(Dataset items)
▼

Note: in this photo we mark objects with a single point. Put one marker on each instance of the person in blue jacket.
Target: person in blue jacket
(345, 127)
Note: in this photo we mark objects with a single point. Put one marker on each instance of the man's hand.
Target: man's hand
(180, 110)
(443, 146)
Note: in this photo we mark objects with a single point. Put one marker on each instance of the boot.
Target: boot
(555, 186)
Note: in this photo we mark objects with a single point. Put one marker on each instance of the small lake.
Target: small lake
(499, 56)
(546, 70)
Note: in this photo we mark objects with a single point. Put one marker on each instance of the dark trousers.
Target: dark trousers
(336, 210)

▲
▼

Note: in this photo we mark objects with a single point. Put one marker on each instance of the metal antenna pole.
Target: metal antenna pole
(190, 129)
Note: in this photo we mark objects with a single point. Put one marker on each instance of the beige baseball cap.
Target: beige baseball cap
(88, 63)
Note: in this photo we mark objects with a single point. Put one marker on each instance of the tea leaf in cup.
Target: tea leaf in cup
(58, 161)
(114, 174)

▲

- **What to produce**: State how many lines of the records contain the word "lake". Reply with the number only.

- **Output for this exercise**: 2